--- MATERIAL ---

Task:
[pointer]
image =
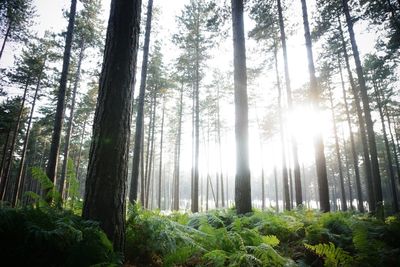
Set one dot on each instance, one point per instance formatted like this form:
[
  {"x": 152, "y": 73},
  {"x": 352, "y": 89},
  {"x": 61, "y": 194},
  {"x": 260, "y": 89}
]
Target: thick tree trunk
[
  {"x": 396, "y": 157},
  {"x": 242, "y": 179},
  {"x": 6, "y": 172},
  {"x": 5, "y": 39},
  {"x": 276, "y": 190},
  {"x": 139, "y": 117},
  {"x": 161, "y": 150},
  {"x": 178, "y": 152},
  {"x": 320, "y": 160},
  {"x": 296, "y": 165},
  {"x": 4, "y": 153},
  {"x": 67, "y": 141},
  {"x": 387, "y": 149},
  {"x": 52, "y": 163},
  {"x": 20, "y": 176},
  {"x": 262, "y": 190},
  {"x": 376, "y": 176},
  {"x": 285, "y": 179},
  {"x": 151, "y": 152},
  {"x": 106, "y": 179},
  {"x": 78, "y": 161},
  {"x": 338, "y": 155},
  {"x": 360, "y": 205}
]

---
--- MATERIAL ---

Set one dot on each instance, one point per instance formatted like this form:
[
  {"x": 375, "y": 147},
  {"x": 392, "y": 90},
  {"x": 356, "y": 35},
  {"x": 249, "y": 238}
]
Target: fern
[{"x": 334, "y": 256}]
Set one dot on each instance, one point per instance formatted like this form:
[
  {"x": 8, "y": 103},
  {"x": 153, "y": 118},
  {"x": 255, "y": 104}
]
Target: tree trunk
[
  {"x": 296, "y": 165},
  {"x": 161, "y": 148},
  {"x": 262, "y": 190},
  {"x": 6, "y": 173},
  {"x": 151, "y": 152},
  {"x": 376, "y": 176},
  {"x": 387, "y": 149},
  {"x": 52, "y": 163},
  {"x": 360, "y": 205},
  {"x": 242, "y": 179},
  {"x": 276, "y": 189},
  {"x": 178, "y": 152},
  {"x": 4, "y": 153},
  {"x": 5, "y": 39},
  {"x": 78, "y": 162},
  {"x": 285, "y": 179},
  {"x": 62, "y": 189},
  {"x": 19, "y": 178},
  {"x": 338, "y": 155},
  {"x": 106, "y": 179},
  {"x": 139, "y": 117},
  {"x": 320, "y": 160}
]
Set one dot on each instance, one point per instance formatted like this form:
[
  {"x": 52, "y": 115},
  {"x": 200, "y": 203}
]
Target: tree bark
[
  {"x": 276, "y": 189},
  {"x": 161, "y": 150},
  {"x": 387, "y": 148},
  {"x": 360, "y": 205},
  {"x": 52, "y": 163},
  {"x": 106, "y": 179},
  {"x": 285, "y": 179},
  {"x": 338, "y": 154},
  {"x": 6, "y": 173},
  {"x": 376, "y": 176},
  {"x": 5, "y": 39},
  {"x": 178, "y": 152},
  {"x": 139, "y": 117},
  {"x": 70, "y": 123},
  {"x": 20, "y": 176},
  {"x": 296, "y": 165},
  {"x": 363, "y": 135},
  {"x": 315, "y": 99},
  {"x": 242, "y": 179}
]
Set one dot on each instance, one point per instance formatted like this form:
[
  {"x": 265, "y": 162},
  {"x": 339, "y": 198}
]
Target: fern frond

---

- [YOUR OBJECTIVE]: Identify every line in the entries above that contains the word "Target", and copy each of those lines.

- [RESPONSE FOR THIS EXERCISE]:
Target: thick tree trunk
Target: fern
Target: tree trunk
Target: tree bark
Target: fern frond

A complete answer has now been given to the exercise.